> _PROBLEM DETAILS_: Using the occupational therapy overview below, decide whether each statement agrees with it. Answer yes or no for each, and quote the deciding words. (a) The Veterans Administration appears among the potential employers. (b) A bachelor's degree in occupational therapy is enough to enter the field. (c) Vocational treatment is listed as a potential specialty.

> _QUOTED PASSAGE_:
Occupational Therapy

Occupational therapy is the treatment of people who are unable to function independently due to an injury, illness, or disability. Occupational therapists utilize activities with specific goals to enhance the quality of life and increase the independence of individuals who have a mentally, emotionally, or physically disabling condition.

Potential Specialties

  • Screening
  • Evaluation
  • Treatment:
    • Physical
    • Psychosocial
    • Social
    • Vocational
  • Follow-up
  • Administration
  • Teaching
  • Research

Potential Employers

  • Hospitals (including psychiatric and rehabilitative)
  • Schools
  • Group or private practice
  • Nursing homes
  • Community mental health centers
  • Adult daycare programs
  • Job training centers
  • Residential care providers
  • Out-patient rehabilitation facilities
  • Home healthcare agencies
  • Federal and state government:
    • Armed Forces
    • Public Health Service
    • Veterans Administration
  • Universities and colleges

Information & Suggestions

  • Earn a master's (MOT, MA, MS) or doctoral (OTD, less common) degree in occupational therapy to gain entry in the field.

Saved data entries
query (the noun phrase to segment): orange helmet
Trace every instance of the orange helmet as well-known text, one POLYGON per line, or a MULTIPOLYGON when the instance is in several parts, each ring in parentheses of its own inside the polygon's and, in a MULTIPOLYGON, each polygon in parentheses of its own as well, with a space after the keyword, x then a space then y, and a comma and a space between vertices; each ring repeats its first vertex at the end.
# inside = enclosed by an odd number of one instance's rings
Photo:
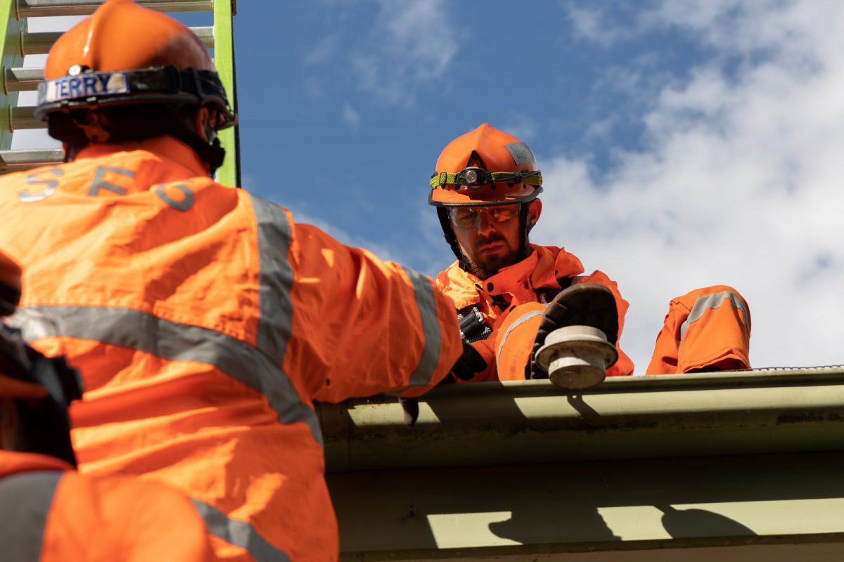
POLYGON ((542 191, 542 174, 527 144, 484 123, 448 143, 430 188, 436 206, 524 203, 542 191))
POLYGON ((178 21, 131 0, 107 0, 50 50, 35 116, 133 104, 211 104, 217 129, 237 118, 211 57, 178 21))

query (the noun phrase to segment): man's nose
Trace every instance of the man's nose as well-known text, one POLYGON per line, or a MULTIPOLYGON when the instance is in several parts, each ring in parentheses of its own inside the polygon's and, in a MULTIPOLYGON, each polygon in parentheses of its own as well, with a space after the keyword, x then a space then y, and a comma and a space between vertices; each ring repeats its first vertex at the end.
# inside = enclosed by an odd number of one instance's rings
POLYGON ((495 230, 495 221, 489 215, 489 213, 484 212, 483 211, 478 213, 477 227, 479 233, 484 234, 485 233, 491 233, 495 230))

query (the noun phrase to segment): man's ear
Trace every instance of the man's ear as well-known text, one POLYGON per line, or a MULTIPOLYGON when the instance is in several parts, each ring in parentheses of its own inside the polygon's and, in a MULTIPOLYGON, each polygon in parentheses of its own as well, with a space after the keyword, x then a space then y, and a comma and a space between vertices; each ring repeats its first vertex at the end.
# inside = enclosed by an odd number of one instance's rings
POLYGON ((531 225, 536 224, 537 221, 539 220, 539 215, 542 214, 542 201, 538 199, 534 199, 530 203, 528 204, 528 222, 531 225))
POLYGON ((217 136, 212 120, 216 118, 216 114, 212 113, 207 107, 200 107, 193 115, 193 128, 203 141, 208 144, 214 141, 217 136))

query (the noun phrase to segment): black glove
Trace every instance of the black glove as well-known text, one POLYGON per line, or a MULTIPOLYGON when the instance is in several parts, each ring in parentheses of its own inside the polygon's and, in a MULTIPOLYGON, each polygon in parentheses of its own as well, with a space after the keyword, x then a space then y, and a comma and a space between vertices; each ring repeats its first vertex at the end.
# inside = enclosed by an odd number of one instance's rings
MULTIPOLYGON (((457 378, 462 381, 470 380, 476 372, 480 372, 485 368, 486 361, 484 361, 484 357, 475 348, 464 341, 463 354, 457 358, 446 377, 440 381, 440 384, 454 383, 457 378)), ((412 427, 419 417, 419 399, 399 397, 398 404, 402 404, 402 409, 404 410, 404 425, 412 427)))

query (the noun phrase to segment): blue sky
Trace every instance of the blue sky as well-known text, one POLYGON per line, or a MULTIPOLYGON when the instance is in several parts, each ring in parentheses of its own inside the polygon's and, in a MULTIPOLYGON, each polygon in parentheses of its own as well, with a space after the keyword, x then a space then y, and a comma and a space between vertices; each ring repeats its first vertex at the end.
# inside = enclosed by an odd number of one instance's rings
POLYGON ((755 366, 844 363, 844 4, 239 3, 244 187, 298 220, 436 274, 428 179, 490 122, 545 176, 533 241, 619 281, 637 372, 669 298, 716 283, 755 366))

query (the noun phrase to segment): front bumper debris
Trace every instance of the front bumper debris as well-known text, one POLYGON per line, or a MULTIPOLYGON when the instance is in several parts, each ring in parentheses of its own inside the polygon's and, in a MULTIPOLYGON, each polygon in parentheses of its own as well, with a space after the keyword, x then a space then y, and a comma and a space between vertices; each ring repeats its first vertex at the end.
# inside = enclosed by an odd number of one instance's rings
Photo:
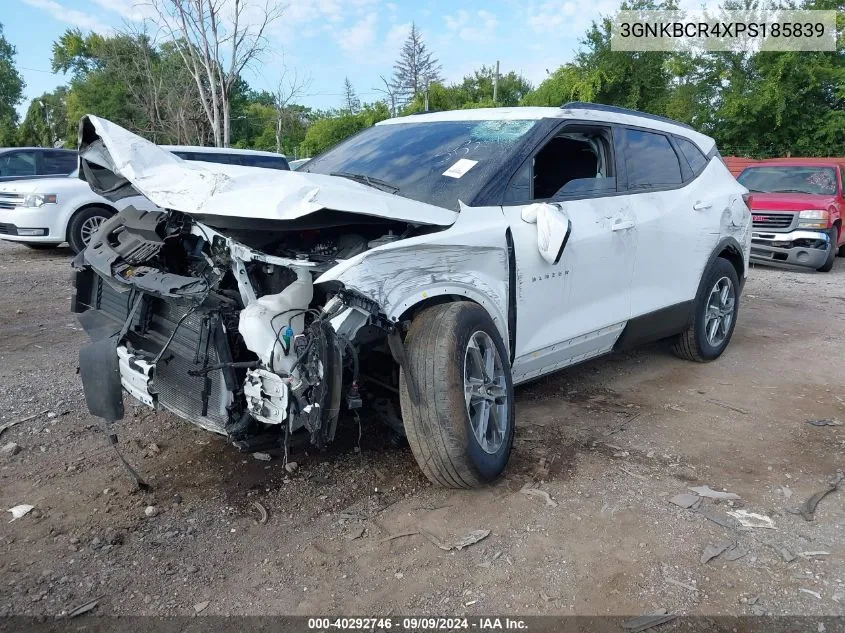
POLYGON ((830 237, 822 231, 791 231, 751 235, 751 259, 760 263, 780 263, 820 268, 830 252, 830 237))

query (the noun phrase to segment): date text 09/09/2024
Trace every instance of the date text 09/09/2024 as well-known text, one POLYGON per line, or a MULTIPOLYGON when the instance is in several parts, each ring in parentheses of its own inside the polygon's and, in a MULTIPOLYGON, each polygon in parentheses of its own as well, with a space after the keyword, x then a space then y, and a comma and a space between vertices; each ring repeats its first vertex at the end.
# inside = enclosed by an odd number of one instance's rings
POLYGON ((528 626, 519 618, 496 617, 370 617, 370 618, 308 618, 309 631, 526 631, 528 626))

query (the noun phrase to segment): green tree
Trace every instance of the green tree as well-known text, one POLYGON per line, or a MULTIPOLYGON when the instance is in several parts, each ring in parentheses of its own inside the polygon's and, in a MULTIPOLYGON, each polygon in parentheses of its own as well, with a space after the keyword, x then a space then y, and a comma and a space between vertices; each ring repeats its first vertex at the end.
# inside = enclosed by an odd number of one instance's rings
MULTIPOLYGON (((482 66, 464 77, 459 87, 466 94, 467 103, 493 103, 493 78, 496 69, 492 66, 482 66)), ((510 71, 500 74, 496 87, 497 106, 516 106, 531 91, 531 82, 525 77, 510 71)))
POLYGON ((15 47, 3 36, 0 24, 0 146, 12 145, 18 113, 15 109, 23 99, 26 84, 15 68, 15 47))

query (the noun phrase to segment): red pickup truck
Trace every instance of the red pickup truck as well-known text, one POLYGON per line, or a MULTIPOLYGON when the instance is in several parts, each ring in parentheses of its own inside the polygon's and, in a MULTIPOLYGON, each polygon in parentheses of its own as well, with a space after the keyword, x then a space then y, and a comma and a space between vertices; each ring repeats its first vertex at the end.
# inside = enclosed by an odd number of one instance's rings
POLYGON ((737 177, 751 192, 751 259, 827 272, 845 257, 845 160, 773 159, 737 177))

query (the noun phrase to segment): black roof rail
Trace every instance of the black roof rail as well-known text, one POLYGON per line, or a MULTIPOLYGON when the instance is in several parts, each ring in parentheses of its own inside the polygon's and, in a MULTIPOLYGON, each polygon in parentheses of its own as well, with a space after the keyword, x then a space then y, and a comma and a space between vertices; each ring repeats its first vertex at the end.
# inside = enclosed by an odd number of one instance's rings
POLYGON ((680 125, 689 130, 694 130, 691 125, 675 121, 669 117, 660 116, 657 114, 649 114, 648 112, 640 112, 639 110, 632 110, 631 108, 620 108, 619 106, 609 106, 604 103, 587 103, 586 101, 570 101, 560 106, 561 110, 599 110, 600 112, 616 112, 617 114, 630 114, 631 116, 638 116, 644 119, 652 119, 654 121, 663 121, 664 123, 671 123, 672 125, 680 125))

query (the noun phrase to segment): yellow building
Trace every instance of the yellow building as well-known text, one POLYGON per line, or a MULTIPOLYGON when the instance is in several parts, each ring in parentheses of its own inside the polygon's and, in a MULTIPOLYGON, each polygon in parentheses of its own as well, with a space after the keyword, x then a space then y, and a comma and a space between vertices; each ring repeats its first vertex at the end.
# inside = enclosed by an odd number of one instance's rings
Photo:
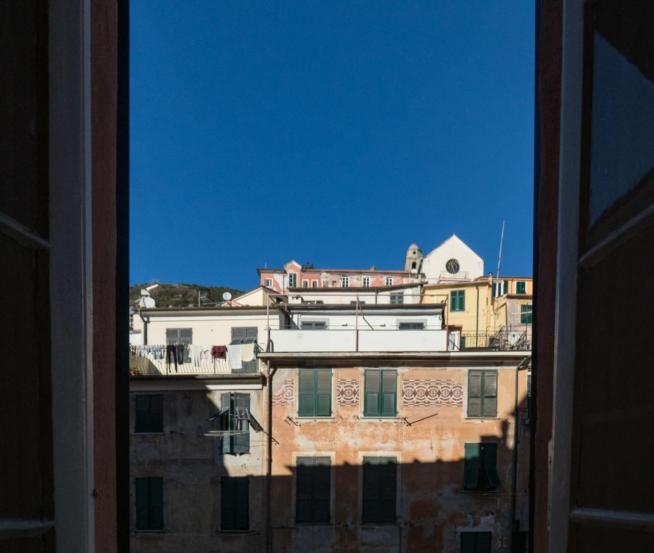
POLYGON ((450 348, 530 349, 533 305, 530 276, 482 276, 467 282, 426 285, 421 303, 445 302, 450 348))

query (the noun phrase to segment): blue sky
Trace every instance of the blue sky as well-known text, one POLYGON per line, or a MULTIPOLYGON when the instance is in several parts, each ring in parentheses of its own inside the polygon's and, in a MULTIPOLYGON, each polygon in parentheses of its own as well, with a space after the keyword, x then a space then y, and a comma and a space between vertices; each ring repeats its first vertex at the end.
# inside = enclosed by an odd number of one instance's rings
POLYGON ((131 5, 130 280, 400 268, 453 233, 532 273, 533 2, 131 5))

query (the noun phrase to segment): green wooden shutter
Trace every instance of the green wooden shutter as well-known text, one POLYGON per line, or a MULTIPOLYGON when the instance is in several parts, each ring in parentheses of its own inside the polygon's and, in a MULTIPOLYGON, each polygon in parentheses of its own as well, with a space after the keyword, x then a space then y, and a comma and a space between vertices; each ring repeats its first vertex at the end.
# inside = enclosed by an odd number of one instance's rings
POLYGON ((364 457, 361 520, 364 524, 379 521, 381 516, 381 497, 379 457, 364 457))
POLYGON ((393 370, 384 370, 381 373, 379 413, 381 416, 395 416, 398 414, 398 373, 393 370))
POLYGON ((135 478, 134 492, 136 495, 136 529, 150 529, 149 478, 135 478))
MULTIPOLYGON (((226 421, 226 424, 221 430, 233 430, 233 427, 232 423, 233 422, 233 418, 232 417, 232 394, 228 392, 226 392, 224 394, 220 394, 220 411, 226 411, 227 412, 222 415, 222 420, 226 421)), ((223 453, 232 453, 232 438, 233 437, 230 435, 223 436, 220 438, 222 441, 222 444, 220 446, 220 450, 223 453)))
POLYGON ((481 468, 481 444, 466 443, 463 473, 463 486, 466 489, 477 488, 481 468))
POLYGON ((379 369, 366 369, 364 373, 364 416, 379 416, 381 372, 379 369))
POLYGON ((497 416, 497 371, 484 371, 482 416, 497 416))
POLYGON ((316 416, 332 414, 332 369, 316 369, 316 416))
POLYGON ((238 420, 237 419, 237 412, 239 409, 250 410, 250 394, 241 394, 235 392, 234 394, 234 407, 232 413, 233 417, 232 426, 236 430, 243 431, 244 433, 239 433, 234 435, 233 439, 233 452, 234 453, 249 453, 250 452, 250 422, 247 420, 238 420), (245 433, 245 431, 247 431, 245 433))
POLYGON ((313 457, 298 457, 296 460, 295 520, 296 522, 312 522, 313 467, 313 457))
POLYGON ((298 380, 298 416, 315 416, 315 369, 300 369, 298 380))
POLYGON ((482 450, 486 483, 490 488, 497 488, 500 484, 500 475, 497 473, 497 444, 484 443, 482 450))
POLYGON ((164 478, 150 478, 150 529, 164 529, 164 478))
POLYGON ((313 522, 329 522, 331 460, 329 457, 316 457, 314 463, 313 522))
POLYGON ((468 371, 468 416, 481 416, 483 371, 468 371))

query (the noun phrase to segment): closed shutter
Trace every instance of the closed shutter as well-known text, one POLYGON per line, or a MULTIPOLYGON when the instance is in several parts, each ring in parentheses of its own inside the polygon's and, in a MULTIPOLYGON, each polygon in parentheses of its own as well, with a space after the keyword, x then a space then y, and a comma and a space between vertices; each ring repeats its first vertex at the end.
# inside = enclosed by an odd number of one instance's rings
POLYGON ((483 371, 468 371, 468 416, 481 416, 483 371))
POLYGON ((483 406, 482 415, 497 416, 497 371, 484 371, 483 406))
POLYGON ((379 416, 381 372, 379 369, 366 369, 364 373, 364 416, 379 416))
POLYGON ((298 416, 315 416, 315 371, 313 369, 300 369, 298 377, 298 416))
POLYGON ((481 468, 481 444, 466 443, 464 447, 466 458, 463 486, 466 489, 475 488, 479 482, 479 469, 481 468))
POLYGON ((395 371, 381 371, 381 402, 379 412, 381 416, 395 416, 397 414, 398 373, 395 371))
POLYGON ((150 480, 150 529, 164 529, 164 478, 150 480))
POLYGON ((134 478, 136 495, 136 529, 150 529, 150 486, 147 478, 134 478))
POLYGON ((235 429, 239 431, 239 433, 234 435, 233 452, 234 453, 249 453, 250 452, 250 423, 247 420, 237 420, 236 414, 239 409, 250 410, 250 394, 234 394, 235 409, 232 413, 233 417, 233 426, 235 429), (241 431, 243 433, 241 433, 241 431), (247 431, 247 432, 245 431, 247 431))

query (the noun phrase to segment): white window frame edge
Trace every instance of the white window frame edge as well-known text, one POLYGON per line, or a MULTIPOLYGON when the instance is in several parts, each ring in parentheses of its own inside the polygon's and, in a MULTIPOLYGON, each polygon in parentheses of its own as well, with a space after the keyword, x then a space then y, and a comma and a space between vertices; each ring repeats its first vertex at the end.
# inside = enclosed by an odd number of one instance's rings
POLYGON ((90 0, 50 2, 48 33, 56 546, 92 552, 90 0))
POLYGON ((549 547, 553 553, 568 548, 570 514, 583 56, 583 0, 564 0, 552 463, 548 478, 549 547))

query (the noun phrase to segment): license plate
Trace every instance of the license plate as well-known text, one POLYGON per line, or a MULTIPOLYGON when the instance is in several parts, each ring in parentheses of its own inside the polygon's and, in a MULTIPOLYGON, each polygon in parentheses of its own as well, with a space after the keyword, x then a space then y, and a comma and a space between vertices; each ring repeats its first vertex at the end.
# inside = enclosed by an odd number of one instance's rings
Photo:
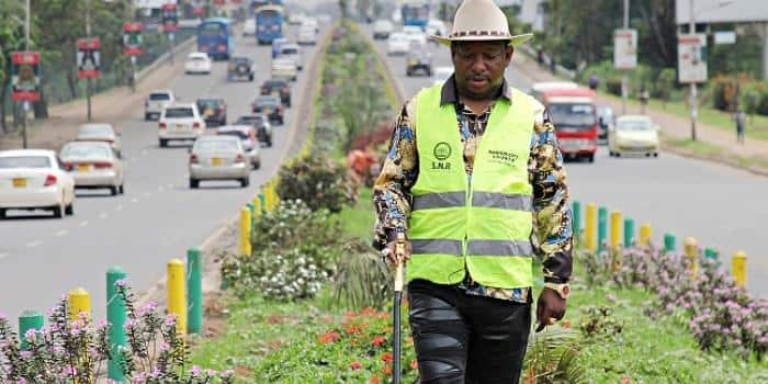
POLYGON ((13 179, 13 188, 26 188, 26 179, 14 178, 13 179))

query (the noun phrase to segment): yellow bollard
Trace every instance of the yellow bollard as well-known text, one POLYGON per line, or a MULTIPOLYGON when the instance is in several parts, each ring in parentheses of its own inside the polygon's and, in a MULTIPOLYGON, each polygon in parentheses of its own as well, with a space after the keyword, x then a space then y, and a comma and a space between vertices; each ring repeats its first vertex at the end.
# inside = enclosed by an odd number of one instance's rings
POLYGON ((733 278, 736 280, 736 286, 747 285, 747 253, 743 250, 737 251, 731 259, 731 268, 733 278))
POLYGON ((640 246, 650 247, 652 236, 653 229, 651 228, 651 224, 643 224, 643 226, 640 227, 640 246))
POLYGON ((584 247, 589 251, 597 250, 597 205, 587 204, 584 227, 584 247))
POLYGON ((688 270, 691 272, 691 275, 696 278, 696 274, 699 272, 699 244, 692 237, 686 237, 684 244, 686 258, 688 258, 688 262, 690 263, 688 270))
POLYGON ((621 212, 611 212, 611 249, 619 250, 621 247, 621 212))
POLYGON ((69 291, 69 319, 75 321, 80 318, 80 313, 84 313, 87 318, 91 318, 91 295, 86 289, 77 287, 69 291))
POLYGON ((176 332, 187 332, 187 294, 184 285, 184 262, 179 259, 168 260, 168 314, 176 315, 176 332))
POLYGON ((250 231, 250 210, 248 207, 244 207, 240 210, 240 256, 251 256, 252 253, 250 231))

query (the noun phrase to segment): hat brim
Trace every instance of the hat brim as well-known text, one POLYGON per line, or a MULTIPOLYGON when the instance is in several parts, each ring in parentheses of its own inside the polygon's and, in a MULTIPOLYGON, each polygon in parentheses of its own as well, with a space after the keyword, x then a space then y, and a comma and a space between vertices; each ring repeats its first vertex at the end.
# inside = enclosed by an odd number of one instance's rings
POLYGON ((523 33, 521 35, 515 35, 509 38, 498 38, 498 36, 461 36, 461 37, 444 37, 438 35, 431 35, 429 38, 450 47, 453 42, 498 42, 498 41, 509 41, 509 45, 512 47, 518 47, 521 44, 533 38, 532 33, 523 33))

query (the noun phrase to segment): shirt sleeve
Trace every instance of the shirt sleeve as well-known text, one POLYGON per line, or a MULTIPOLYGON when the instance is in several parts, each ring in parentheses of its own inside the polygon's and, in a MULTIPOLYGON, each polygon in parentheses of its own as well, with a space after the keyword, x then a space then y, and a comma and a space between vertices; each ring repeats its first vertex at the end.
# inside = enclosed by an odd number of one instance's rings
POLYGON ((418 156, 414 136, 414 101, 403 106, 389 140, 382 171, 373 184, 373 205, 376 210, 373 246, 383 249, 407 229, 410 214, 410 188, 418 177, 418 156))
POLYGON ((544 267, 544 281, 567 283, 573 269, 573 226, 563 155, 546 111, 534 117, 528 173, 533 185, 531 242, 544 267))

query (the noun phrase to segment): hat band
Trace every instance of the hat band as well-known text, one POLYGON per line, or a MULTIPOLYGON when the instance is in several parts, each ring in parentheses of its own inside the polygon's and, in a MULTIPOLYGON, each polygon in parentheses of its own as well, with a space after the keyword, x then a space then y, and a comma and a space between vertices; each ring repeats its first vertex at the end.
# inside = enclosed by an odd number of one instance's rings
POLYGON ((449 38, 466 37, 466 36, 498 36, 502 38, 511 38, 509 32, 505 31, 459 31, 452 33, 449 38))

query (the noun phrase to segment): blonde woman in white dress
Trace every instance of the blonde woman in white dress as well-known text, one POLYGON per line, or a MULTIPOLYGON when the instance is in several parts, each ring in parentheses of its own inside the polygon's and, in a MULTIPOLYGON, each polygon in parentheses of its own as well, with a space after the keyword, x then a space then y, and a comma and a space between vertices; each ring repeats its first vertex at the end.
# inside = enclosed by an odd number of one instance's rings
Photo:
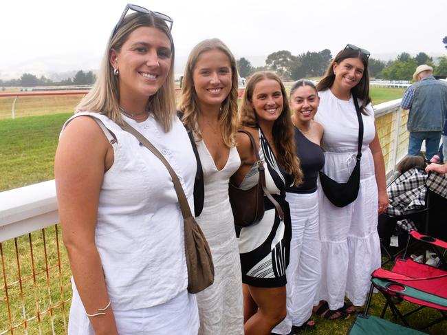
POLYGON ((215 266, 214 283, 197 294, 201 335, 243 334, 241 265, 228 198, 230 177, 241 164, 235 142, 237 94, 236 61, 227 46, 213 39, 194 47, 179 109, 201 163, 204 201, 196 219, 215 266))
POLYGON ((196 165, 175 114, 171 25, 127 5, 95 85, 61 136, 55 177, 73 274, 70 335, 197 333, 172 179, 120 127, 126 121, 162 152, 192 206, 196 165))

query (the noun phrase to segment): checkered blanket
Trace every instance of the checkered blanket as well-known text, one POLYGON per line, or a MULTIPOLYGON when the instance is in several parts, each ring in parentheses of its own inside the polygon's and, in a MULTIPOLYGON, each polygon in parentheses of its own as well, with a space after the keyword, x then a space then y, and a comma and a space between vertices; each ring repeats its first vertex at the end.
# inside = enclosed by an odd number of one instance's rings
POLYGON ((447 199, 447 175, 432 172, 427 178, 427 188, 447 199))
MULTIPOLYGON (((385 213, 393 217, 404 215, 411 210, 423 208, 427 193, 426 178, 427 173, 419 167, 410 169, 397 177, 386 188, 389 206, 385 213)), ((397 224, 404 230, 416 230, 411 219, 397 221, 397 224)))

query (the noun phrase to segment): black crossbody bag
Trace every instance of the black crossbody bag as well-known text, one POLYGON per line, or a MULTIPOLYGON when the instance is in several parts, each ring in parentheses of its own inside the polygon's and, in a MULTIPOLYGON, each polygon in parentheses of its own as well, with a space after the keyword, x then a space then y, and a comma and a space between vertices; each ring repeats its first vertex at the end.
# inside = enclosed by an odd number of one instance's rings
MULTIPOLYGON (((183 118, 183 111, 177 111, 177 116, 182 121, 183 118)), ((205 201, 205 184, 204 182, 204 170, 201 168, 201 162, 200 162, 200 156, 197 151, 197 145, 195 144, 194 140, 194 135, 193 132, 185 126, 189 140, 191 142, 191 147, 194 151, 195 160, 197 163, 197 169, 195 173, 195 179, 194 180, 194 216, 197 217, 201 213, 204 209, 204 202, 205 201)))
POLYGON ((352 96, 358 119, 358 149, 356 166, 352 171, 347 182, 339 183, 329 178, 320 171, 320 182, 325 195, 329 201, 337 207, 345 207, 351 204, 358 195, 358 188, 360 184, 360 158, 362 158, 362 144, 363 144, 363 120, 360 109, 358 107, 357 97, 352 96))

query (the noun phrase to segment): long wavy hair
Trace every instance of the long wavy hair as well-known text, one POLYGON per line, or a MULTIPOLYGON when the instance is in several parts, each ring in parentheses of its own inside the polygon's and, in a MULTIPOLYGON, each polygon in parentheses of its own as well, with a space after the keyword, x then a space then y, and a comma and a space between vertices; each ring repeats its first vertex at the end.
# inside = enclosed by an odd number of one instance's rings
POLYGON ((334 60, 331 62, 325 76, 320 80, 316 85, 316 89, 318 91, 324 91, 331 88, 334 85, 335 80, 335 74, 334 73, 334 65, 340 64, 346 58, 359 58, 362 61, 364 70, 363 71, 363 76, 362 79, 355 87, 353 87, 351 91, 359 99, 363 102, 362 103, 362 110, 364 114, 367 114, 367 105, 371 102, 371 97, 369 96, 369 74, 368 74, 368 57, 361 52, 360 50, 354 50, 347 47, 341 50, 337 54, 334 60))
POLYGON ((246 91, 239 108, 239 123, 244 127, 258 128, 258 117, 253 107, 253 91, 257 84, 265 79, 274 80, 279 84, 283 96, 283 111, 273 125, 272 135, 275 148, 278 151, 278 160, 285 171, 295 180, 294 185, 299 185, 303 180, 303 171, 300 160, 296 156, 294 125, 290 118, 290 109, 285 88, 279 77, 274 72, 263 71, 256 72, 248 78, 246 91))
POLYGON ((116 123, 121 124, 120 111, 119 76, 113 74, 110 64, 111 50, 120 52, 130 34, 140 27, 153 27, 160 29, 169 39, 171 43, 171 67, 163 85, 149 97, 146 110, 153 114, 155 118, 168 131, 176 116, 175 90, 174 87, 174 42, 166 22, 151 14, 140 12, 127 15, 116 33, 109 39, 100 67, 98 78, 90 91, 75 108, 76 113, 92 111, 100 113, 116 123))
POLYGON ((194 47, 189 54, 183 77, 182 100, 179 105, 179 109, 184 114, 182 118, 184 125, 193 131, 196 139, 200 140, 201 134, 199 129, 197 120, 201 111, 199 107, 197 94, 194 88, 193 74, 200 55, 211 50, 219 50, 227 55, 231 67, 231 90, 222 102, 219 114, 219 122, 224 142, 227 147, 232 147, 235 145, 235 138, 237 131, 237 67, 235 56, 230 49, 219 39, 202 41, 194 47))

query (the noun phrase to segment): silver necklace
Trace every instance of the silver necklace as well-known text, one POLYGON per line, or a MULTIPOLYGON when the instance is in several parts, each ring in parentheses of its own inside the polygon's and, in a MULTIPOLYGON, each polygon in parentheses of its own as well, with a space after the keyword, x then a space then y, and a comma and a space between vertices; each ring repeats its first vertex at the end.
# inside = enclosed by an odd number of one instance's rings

> _TASK OUTPUT_:
(a) Yes: "Federal and state government:" … "Veterans Administration"
(b) No: "Earn a master's (MOT, MA, MS) or doctoral (OTD, less common) degree in occupational therapy to gain entry in the field."
(c) Yes: "Treatment:" … "Vocational"